◆ About this task:
Make an exact copy of the records below, excluding images.

Spatial localization data:

· · ·

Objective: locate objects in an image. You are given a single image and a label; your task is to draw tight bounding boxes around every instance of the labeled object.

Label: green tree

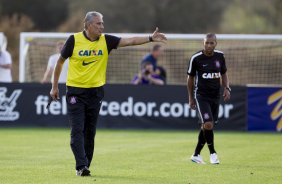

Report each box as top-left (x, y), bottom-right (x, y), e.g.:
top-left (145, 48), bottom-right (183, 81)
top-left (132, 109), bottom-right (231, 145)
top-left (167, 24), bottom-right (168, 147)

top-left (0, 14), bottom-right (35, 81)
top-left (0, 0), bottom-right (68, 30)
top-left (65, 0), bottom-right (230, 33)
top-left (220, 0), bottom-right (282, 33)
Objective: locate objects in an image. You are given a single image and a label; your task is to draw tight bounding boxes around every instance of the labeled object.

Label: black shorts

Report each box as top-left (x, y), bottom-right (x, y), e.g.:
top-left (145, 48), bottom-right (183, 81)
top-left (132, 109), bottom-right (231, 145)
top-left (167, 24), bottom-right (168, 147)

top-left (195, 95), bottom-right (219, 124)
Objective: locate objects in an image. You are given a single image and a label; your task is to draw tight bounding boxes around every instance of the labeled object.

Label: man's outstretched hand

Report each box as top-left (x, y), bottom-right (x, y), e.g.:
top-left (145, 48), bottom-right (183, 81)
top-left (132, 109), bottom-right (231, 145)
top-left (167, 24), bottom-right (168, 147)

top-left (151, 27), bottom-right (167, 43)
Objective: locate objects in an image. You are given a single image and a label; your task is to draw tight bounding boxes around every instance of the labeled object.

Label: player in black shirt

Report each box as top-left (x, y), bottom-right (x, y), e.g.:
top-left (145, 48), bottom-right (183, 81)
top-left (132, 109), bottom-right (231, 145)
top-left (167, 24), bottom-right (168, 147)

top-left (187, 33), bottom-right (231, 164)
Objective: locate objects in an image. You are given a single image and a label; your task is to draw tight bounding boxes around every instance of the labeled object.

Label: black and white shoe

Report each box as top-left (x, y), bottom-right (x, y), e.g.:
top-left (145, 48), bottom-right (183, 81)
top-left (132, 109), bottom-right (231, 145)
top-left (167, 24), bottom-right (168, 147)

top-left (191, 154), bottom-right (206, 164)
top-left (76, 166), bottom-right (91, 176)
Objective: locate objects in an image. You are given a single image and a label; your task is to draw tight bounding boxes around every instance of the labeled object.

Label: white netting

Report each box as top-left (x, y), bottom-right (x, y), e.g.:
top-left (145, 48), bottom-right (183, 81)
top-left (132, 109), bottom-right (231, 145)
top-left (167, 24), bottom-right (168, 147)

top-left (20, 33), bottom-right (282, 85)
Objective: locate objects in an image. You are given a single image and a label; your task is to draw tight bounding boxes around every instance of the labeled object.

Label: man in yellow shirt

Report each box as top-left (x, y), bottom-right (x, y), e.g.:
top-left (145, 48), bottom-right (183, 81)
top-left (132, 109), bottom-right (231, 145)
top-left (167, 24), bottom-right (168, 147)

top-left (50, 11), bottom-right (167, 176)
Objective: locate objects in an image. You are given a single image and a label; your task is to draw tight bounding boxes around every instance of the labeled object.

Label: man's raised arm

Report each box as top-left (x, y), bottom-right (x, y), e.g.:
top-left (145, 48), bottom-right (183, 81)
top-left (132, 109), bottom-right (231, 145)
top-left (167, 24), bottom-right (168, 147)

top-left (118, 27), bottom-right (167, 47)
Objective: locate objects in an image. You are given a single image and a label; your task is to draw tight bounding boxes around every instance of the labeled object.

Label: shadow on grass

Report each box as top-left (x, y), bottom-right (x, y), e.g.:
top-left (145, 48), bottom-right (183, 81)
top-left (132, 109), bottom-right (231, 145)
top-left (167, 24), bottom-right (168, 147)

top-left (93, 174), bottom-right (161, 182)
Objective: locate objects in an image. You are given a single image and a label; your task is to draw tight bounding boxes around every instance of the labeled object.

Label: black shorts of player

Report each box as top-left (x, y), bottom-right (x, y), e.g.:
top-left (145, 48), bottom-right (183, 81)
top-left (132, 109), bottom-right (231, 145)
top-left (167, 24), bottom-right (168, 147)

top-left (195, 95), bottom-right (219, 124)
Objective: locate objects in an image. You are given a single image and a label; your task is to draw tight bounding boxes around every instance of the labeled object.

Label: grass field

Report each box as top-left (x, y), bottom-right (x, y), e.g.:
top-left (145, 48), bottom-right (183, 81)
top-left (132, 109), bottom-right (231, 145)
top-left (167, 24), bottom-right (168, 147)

· · ·

◆ Solution to the exercise:
Objective: locate objects in an image. You are given a single image and a label; your task is to draw tight bounding boxes around every instance of the labeled object.

Label: green tree


Report each box as top-left (x, y), bottom-right (x, y), e.g.:
top-left (145, 48), bottom-right (183, 81)
top-left (132, 109), bottom-right (231, 145)
top-left (167, 24), bottom-right (168, 147)

top-left (0, 14), bottom-right (35, 81)
top-left (0, 0), bottom-right (68, 30)
top-left (65, 0), bottom-right (230, 33)
top-left (220, 0), bottom-right (282, 33)
Objective: locate objects in an image. You are given a single image and a label; your task is to draw tight bounding boxes around every instance of the labeled object.

Label: black shorts

Report each box as top-left (x, y), bottom-right (x, y), e.g.:
top-left (145, 48), bottom-right (183, 81)
top-left (132, 109), bottom-right (231, 145)
top-left (167, 24), bottom-right (168, 147)

top-left (195, 95), bottom-right (219, 124)
Objective: locate objects in an image. You are given a single image and a label; your task is to draw tight bounding boxes around every instance of the labeled object.

Label: man's outstretched hand

Report each box as top-left (x, y), bottom-right (x, y), e.g.:
top-left (145, 48), bottom-right (183, 81)
top-left (132, 109), bottom-right (231, 145)
top-left (167, 24), bottom-right (168, 147)

top-left (151, 27), bottom-right (167, 43)
Objective: locate objects in an image. You are given a single image and a label; your task is to draw tight bounding boxes around every instance of the labeled object.

Label: player in black shirt

Report each box as top-left (x, y), bottom-right (x, y), e.g.:
top-left (145, 48), bottom-right (183, 81)
top-left (132, 109), bottom-right (231, 145)
top-left (167, 24), bottom-right (168, 147)

top-left (187, 33), bottom-right (231, 164)
Objective: locate objects in an image. You are given a single image and a label; your task is to draw tight bounding boxes around every instance of the labeled object.

Label: black and white shoe

Report each box as top-left (x, y), bottom-right (x, y), e.g.:
top-left (145, 48), bottom-right (183, 81)
top-left (132, 109), bottom-right (231, 145)
top-left (167, 24), bottom-right (168, 147)

top-left (191, 154), bottom-right (206, 164)
top-left (76, 166), bottom-right (91, 176)
Objective: locate objects in an image. You are given a single image and a label; your task is to draw tight bounding boxes around every instance of the labeled object.

Label: white netting

Report each box as top-left (x, y), bottom-right (x, y), e.g.:
top-left (145, 48), bottom-right (183, 81)
top-left (132, 109), bottom-right (231, 145)
top-left (167, 24), bottom-right (168, 147)

top-left (20, 33), bottom-right (282, 85)
Objective: locate objects in an image. You are given a single image and a label; your task is to draw tight bounding boxes around every instance of the labeled object.

Label: man in yellow shirt

Report each box as top-left (x, y), bottom-right (x, y), e.g.:
top-left (145, 48), bottom-right (183, 81)
top-left (132, 109), bottom-right (231, 145)
top-left (167, 24), bottom-right (168, 147)

top-left (50, 11), bottom-right (167, 176)
Objective: locate objects in an image. You are given a single image and a label; your task is to draw tight bounding boxes around every instance of the labeled object.

Label: man's raised arm

Report each box as top-left (x, y), bottom-right (x, y), e.g.:
top-left (145, 48), bottom-right (183, 81)
top-left (132, 109), bottom-right (231, 145)
top-left (167, 24), bottom-right (168, 147)

top-left (118, 27), bottom-right (167, 47)
Objective: locate objects in an image. You are given a single image and a label; your task is to draw tight bounding boxes around every instance of the labeled object.

Label: shadow on grass

Report each box as top-left (x, y), bottom-right (x, y), e.g.:
top-left (145, 48), bottom-right (183, 81)
top-left (132, 109), bottom-right (231, 145)
top-left (167, 24), bottom-right (168, 147)

top-left (93, 174), bottom-right (161, 182)
Objective: locate objects in an image. You are given a single image and a label; your task is to draw tight bounding boxes around every instance of the labeled object.

Label: black shorts of player

Report each box as top-left (x, y), bottom-right (x, y), e.g.:
top-left (145, 48), bottom-right (183, 81)
top-left (132, 109), bottom-right (231, 145)
top-left (167, 24), bottom-right (168, 147)

top-left (195, 95), bottom-right (219, 124)
Objective: locate objects in an image. You are given a single image and a label; your task is to draw tight bounding boxes around every instance of the labeled object.

Label: grass field

Report each box as top-left (x, y), bottom-right (x, y), e.g.:
top-left (145, 48), bottom-right (183, 81)
top-left (132, 109), bottom-right (231, 145)
top-left (167, 24), bottom-right (168, 147)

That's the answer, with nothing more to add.